## Task to carry out
According to the explanation of the insanity defence below, in which case was the three-part test for insanity established?

## Document excerpt
· · ·
An explanation of the requirements to establish the defence of insanity in criminal law and the result of establishing the defence.
In criminal law, what is the defence of Insanity and how is it established?
The defence of insanity operates where an individual has committed a criminal offence, but due to some internal bodily malfunction, cannot be held fully responsible (Child and Ormerod, 2015). The result is a ‘special acquittal’, where there is no criminal liability, but can result in institutionalisation amongst other alternatives (S5 Criminal Procedure Act 1991).
The three-part test for insanity was established in R v M’Naghten. First, the defendant must suffer from a disease of the mind, defined as any disease producing malfunctioning of the mind (R v Kemp), of which examples include Schizophrenia and Hyperglycaemia (Mackay et al, 2006; R v Quick). Secondly, the disease must cause a defect of reason; absent-mindedness is insufficient (R v Clarke).
· · ·
(Referring expression data)
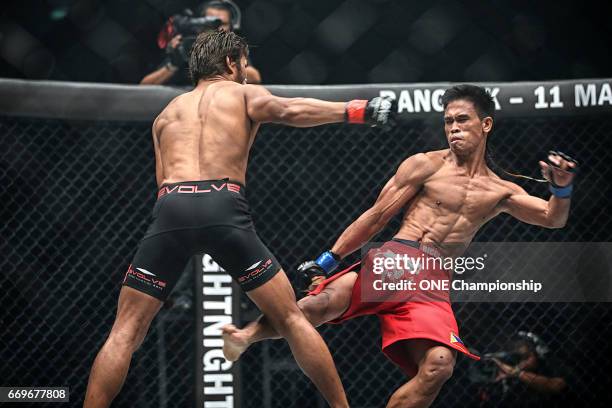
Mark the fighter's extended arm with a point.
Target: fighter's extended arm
(554, 212)
(159, 169)
(263, 107)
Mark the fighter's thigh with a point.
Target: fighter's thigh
(276, 298)
(135, 312)
(331, 302)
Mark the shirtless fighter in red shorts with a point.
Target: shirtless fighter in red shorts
(448, 195)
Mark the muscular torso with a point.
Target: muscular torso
(204, 134)
(452, 205)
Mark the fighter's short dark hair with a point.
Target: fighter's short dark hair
(482, 100)
(209, 50)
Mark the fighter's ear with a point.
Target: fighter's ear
(487, 124)
(230, 65)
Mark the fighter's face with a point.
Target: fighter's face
· · ·
## Result for this task
R v M’Naghten